Task prompt
Reproduce all of the records exactly.
*** Opening Material shown ***
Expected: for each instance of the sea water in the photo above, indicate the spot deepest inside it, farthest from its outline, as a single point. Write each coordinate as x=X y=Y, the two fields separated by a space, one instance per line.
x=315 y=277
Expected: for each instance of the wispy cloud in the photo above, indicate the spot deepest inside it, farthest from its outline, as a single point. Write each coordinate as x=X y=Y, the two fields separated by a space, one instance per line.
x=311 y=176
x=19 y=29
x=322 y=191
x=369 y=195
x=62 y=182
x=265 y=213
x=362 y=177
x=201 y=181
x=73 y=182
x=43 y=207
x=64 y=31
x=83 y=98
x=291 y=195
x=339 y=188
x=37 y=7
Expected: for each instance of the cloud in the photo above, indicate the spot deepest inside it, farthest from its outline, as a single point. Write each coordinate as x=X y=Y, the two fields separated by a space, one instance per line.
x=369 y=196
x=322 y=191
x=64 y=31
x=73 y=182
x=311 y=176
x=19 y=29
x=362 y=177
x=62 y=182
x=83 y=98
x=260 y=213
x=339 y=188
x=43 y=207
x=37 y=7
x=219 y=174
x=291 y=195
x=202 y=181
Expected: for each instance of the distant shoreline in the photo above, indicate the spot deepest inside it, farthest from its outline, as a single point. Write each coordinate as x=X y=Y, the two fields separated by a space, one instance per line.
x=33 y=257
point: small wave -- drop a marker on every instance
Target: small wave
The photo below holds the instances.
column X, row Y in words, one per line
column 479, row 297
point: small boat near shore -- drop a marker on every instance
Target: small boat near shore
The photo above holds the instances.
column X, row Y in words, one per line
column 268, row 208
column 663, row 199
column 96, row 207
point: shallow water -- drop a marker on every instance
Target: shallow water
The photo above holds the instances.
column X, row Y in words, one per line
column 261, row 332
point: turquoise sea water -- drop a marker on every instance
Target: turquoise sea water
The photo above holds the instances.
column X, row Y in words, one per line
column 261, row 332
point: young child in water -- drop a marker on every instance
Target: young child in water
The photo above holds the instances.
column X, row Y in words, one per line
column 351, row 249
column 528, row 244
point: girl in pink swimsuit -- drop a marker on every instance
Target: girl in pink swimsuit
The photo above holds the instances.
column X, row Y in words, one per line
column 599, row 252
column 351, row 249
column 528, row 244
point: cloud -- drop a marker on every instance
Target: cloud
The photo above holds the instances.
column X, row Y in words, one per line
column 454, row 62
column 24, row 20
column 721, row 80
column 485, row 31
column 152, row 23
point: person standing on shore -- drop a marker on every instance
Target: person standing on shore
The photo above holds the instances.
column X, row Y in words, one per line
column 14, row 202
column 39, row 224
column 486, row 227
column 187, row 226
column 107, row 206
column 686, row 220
*** Closing Material shown ***
Solution
Expected: for each instance of the sea water in the photo above, indicate the spot deepest inside it, farthest from its outline, as a single point. Write each coordinate as x=X y=Y, the two fields separated by a space, one instance per line.
x=315 y=277
Expected: for each instance of the wispy cloud in the photo above, indicate the spot deepest inside it, farthest from its outline, as a single point. Write each coordinate as x=X y=Y, the two fields separated by a space, one instance per line.
x=311 y=176
x=19 y=29
x=322 y=191
x=369 y=195
x=62 y=182
x=265 y=213
x=362 y=177
x=201 y=181
x=73 y=182
x=43 y=207
x=64 y=31
x=83 y=98
x=291 y=195
x=339 y=188
x=37 y=7
Expected: for each instance of the cloud in the photo above, indicate the spot deepest inside it, farthest from its outline, as a single point. Write each coordinate as x=X y=Y, the two fields separated by a space, one instance per line.
x=369 y=196
x=322 y=191
x=64 y=31
x=73 y=182
x=311 y=176
x=19 y=29
x=362 y=177
x=62 y=182
x=83 y=98
x=260 y=213
x=339 y=188
x=43 y=207
x=37 y=7
x=219 y=174
x=291 y=195
x=202 y=181
Expected: for each instance of the distant shoreline in the photo above, indicate the spot deepest inside it, farthest from its outline, as a single point. Write each coordinate as x=X y=Y, the two fields separated by a space, one instance per line.
x=33 y=257
point: small wave -- drop a marker on every instance
Target: small wave
The photo below holds the instances.
column X, row Y in words, one per line
column 479, row 297
point: small boat near shore -- drop a marker on every instance
Target: small boat near shore
The photo above holds the instances.
column X, row Y in words, one per line
column 268, row 208
column 663, row 199
column 96, row 207
point: shallow water -- drop a marker on every instance
Target: shallow water
The photo above holds the instances.
column X, row Y in words, one per line
column 261, row 332
point: turquoise sea water -- drop a marker on every instance
Target: turquoise sea water
The photo above holds the instances.
column X, row Y in words, one per line
column 261, row 332
point: young child in water -- drop a marker on every instance
Target: young child in water
The photo above holds the instances.
column X, row Y in words, one per line
column 351, row 249
column 528, row 244
point: girl in pink swimsuit -- drop a marker on every instance
Target: girl in pink swimsuit
The photo above holds the instances.
column X, row Y in words, one per line
column 599, row 252
column 351, row 249
column 528, row 244
point: cloud -- drop a marker on every instance
Target: cloud
The photo above holds the instances.
column X, row Y in words, one per line
column 454, row 62
column 24, row 20
column 721, row 80
column 485, row 31
column 152, row 23
point: person standing on shore -- drop a marker on every instance
Target: person standing on shore
The photo above holds the instances.
column X, row Y in words, one per line
column 14, row 202
column 39, row 224
column 486, row 227
column 187, row 226
column 107, row 206
column 686, row 220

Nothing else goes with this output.